>> begin Input records

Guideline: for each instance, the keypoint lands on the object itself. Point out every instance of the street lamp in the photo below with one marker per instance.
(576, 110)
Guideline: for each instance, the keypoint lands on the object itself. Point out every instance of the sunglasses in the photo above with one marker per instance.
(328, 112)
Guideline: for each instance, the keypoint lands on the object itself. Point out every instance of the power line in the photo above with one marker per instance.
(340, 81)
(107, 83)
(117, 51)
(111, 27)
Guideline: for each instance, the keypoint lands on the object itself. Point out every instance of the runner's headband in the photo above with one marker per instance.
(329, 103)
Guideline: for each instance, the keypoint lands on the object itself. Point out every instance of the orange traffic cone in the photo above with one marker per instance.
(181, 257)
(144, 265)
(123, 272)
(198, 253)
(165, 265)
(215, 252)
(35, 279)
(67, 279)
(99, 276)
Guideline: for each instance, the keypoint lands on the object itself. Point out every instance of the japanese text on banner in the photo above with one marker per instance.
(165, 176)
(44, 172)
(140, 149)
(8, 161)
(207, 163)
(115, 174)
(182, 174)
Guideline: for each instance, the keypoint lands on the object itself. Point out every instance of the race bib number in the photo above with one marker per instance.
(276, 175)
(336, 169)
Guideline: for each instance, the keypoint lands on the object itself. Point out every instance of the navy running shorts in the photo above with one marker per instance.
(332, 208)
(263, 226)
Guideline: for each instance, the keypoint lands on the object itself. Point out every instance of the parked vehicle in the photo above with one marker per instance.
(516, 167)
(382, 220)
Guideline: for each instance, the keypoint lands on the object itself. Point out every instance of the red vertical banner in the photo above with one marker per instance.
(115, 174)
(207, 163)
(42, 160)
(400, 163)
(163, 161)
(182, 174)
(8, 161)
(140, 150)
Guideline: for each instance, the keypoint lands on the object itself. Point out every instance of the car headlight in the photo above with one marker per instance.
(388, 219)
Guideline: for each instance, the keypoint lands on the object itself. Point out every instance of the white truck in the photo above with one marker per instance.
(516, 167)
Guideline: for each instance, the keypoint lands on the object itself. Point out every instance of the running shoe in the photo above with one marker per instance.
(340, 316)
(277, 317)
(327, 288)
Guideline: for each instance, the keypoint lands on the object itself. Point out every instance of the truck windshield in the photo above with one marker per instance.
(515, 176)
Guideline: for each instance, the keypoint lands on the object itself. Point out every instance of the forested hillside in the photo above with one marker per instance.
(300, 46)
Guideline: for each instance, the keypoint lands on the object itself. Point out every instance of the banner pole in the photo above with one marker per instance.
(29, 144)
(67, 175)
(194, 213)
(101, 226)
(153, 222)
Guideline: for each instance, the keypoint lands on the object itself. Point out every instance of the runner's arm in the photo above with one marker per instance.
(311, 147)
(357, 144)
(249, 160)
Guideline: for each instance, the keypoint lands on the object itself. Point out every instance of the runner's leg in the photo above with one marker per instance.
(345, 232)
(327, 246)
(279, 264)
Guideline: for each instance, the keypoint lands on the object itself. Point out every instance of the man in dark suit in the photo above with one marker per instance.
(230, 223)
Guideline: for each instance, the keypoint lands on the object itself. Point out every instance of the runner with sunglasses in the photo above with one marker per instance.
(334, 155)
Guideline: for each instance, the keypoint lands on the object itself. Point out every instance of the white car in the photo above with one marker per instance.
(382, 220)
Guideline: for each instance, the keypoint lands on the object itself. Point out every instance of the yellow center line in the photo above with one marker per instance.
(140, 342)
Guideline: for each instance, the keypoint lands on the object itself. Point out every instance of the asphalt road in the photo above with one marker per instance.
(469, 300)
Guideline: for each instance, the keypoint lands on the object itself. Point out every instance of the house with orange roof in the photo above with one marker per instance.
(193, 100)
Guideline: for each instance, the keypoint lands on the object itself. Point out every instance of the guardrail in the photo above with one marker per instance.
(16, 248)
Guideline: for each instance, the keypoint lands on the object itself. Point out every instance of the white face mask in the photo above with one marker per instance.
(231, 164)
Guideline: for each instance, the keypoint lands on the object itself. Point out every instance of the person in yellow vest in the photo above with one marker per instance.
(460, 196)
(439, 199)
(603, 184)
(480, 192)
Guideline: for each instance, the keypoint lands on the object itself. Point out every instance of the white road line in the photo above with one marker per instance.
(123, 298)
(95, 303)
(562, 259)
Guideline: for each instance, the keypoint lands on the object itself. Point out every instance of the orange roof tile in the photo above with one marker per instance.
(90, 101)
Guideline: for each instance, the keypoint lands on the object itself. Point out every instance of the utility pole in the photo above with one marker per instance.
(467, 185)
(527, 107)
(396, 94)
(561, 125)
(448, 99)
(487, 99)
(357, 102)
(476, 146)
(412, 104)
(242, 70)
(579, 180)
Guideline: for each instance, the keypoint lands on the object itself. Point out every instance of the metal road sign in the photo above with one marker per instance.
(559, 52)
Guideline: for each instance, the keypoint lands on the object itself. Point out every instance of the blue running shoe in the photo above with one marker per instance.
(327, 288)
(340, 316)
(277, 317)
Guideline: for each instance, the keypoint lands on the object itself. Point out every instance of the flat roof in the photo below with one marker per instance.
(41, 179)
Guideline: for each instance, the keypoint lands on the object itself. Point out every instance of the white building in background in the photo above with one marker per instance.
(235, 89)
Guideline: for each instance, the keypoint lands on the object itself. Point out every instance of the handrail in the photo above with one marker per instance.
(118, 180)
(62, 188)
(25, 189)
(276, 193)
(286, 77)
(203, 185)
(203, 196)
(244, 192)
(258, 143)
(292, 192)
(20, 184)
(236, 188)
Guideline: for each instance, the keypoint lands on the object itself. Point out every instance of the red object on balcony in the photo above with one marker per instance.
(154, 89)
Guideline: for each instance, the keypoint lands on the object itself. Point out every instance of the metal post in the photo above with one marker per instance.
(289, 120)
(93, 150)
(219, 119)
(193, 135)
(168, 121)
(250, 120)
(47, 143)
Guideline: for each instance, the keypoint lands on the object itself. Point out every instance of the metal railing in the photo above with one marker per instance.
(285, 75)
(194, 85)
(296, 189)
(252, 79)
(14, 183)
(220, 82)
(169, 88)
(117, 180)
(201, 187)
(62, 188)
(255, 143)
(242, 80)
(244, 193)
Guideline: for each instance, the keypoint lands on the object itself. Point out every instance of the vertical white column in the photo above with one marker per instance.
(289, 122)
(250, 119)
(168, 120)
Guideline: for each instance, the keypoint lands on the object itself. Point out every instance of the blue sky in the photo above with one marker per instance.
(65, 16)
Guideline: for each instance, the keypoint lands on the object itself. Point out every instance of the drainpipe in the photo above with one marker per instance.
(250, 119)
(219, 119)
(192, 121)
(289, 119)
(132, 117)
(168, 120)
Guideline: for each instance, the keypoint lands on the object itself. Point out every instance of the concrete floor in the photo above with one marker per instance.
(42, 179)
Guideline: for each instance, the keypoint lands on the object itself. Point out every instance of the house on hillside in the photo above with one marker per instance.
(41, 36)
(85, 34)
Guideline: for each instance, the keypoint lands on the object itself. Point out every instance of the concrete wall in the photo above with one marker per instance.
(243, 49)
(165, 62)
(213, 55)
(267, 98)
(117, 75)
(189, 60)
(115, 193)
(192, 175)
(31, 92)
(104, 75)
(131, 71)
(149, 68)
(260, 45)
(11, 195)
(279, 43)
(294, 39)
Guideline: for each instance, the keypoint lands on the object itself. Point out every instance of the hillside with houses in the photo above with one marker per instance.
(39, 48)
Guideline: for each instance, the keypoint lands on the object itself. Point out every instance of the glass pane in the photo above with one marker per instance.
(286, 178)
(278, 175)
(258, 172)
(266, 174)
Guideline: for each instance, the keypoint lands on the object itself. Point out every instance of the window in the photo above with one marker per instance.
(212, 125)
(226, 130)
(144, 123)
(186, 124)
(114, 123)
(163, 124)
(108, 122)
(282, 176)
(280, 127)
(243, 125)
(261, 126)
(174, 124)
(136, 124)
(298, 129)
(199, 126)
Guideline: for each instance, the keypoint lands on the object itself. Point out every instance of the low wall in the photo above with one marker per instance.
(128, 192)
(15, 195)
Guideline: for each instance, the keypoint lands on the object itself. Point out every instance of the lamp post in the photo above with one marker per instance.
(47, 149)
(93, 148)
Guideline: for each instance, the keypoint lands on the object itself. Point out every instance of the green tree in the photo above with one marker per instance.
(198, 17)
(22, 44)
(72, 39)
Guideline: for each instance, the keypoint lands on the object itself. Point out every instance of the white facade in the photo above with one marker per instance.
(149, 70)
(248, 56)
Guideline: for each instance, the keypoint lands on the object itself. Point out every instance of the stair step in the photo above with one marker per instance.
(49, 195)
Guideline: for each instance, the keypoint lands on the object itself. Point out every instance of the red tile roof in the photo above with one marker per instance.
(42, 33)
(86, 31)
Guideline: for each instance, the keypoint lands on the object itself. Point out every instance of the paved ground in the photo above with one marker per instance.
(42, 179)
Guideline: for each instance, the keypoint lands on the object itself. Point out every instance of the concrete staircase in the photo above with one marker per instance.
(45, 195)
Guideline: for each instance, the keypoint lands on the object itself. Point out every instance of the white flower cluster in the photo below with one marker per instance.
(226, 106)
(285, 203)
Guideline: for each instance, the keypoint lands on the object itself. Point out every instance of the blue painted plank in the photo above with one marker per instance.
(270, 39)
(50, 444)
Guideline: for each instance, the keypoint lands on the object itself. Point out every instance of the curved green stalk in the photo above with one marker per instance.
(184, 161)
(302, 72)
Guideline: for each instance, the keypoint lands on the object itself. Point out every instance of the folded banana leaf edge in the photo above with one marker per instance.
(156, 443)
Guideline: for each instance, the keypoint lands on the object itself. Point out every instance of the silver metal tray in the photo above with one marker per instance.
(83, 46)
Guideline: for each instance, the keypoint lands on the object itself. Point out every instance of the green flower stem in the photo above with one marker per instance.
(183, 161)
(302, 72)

>> end Input records

Look above for the line that holds "the blue painted", then copy it and each line after it exactly, through the last line of the data.

* **The result**
Guideline: for each instance, the keypoint lands on the object itself. Point out every instance of the blue painted plank in the photo above with one marker per instance.
(270, 39)
(50, 444)
Guideline: for each instance, the keypoint lands on the object itself. Point out every instance of the curved green stalk in the photo above with one marker per instance.
(184, 161)
(302, 72)
Guideline: for each instance, the keypoint lands on the object itself. Point out every instance of the folded banana leaf edge in the photo above with one marker per instance.
(156, 443)
Guideline: for each instance, the keypoint lands on the object itself. Point out every instance of the silver metal tray in the photo above with one marker per instance.
(83, 46)
Guideline: for each instance, the keypoint lands on the object itself. Point out every instance of the green flower stem in the photo above with one marker per instance.
(183, 161)
(302, 72)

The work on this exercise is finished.